■ Kutipan Teks
──────
Scroll untuk membaca artikel
Ayu Nabila | Novan Harya Salaka
Ilustrasi virus (Unsplash/CDC)

Baru-baru ini, seluruh negara kembali dihebohkan dengan varian baru COVID-19, yakni Omicron. Varian Omicron ini pertama kali terdeteksi pada spesimen yang dikumpulkan pada 11 November 2021 di Botswana dan 14 November 2021 di Afrika Selatan.

Sebelum mengetahui lebih dalam mengenai Omicron, mari kita simak terlebih dahulu pengertian varian yang menjadi sebuah kata sangat familiar selama pandemi COVID-19 berlangsung.

Apa itu varian?
──────
■ Data Sumber
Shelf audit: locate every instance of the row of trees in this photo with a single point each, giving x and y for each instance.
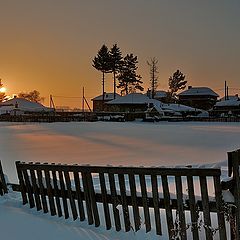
──────
■ Soal Latihan
A. Jawablah pertanyaan berikut berdasarkan kutipan.
(i) Varian baru COVID-19 apa yang disebut dalam kutipan?
(ii) Pada tanggal berapa spesimen di Botswana tempat varian itu pertama kali terdeteksi dikumpulkan?
(iii) Sumber apa yang dicantumkan pada keterangan ilustrasi virus?
B. Salin bagian kutipan mulai dari "Baru-baru ini, seluruh" sampai dengan "Apa itu varian?", termasuk kedua bagian itu, tanpa mengubah apa pun.

■ Jawaban
A.
(i) Omicron.
(ii) 11 November 2021.
(iii) Unsplash/CDC.

B.
Baru-baru ini, seluruh negara kembali dihebohkan dengan varian baru COVID-19, yakni Omicron. Varian Omicron ini pertama kali terdeteksi pada spesimen yang dikumpulkan pada 11 November 2021 di Botswana dan 14 November 2021 di Afrika Selatan.

Sebelum mengetahui lebih dalam mengenai Omicron, mari kita simak terlebih dahulu pengertian varian yang menjadi sebuah kata sangat familiar selama pandemi COVID-19 berlangsung.

Apa itu varian?